## ACTIVITY
Word for word, the listing below should be printed again.

─── RECORDS SUPPLIED ───

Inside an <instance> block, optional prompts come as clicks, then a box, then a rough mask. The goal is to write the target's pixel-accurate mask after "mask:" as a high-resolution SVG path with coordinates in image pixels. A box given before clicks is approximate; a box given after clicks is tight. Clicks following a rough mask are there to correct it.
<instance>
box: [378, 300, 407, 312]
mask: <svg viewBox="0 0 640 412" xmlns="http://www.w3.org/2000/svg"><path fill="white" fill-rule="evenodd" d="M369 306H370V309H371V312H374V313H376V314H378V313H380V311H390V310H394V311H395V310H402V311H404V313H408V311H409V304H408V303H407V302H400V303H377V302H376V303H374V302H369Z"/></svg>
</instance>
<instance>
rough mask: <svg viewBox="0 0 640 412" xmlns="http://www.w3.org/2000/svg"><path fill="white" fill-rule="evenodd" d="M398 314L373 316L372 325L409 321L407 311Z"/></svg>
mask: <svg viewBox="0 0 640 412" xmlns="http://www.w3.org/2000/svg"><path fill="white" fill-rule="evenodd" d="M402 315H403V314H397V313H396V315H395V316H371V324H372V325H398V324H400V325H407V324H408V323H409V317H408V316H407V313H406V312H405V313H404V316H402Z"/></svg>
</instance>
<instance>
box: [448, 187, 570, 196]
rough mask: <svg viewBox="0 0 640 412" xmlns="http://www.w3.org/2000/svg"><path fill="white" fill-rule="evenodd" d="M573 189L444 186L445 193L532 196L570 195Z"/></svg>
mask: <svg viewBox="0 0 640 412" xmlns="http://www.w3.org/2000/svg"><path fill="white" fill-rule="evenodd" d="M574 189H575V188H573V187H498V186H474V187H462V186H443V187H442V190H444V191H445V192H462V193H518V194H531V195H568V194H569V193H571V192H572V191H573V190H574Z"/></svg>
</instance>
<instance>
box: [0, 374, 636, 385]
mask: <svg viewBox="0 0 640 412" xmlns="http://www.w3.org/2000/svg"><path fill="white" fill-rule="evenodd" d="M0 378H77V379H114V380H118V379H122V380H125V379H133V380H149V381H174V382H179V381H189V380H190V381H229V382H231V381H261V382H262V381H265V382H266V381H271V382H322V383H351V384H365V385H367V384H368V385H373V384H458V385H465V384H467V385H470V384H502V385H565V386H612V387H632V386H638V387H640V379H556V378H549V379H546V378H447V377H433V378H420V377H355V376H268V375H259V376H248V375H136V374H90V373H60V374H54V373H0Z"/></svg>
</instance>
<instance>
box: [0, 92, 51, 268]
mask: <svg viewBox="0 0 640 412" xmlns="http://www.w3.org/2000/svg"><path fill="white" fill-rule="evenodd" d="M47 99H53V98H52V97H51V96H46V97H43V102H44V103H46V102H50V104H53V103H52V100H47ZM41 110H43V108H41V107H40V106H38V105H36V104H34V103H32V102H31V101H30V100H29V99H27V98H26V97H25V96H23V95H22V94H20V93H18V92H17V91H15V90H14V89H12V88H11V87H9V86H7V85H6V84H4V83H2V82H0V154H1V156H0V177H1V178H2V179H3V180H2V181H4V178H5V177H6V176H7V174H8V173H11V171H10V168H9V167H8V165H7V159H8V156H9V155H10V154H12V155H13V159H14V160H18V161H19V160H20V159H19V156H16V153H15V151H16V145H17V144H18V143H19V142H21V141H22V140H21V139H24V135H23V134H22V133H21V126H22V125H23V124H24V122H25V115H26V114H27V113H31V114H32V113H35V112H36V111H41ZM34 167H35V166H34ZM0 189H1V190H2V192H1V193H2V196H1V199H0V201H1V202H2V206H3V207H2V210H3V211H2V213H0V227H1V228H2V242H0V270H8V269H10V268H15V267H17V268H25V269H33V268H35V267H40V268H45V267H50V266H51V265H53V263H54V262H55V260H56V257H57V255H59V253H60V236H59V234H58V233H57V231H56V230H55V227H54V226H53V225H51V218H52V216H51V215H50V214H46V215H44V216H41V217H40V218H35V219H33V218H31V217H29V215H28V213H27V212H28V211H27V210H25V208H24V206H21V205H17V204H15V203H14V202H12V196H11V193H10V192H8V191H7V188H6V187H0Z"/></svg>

───

## OUTPUT OF THE EXERCISE
Inside an <instance> block, optional prompts come as clicks, then a box, then a rough mask. The goal is to write the target's pixel-accurate mask after "mask:" as a high-resolution SVG path with coordinates in image pixels. A box given before clicks is approximate; a box given after clicks is tight. Clicks following a rough mask are there to correct it.
<instance>
box: [378, 300, 407, 312]
mask: <svg viewBox="0 0 640 412" xmlns="http://www.w3.org/2000/svg"><path fill="white" fill-rule="evenodd" d="M369 306H370V309H371V312H374V313H376V314H378V313H380V311H390V310H394V311H395V310H402V311H404V313H408V311H409V304H408V303H407V302H400V303H377V302H376V303H374V302H369Z"/></svg>
</instance>
<instance>
rough mask: <svg viewBox="0 0 640 412" xmlns="http://www.w3.org/2000/svg"><path fill="white" fill-rule="evenodd" d="M398 314L373 316L372 325L409 321L407 311Z"/></svg>
mask: <svg viewBox="0 0 640 412" xmlns="http://www.w3.org/2000/svg"><path fill="white" fill-rule="evenodd" d="M402 315H403V314H397V313H396V315H395V316H371V324H372V325H398V324H400V325H407V324H408V323H409V317H408V316H407V313H406V312H405V313H404V316H402Z"/></svg>
</instance>
<instance>
box: [448, 187, 570, 196]
rough mask: <svg viewBox="0 0 640 412" xmlns="http://www.w3.org/2000/svg"><path fill="white" fill-rule="evenodd" d="M573 189L444 186L445 193L532 196L570 195Z"/></svg>
mask: <svg viewBox="0 0 640 412" xmlns="http://www.w3.org/2000/svg"><path fill="white" fill-rule="evenodd" d="M574 189H575V188H573V187H498V186H474V187H462V186H443V187H442V190H444V191H445V192H462V193H518V194H531V195H568V194H569V193H571V192H572V191H573V190H574Z"/></svg>
</instance>
<instance>
box: [0, 374, 636, 385]
mask: <svg viewBox="0 0 640 412" xmlns="http://www.w3.org/2000/svg"><path fill="white" fill-rule="evenodd" d="M0 378H77V379H114V380H118V379H122V380H125V379H133V380H149V381H174V382H179V381H189V380H190V381H229V382H231V381H261V382H262V381H265V382H266V381H271V382H322V383H351V384H365V385H367V384H368V385H373V384H458V385H465V384H467V385H470V384H502V385H565V386H612V387H632V386H638V387H640V379H556V378H549V379H546V378H447V377H433V378H420V377H355V376H268V375H259V376H248V375H136V374H90V373H60V374H54V373H0Z"/></svg>
</instance>
<instance>
box: [0, 92, 51, 268]
mask: <svg viewBox="0 0 640 412" xmlns="http://www.w3.org/2000/svg"><path fill="white" fill-rule="evenodd" d="M47 99H53V98H52V97H51V96H46V97H43V102H44V103H46V102H50V104H53V103H52V100H47ZM41 110H43V108H41V107H40V106H38V105H36V104H34V103H32V102H31V101H30V100H29V99H27V98H26V97H25V96H23V95H22V94H20V93H18V92H17V91H15V90H14V89H12V88H11V87H9V86H7V85H6V84H4V83H2V82H0V154H1V156H0V177H1V178H2V179H3V180H2V181H4V178H5V177H6V176H7V174H8V173H11V171H10V168H9V167H8V165H7V159H8V156H9V155H10V154H12V155H13V159H14V160H18V161H19V160H20V159H19V156H16V153H15V151H16V145H17V144H18V143H19V142H21V141H22V140H21V139H24V135H23V134H22V133H21V126H22V125H23V124H24V122H25V115H26V114H27V113H31V114H32V113H35V112H36V111H41ZM34 167H35V166H34ZM0 189H1V190H2V192H1V193H2V196H1V199H0V201H1V202H2V206H3V207H2V210H3V211H2V213H0V227H1V228H2V242H0V270H8V269H10V268H15V267H17V268H25V269H33V268H35V267H40V268H45V267H50V266H51V265H53V263H54V262H55V260H56V257H57V255H59V253H60V236H59V234H58V233H57V231H56V230H55V227H54V226H53V225H51V218H52V216H51V215H50V214H46V215H44V216H41V217H40V218H35V219H33V218H31V217H29V215H28V213H27V212H28V211H27V210H25V208H24V206H21V205H17V204H15V203H14V202H12V196H11V193H10V192H8V191H7V188H6V187H0Z"/></svg>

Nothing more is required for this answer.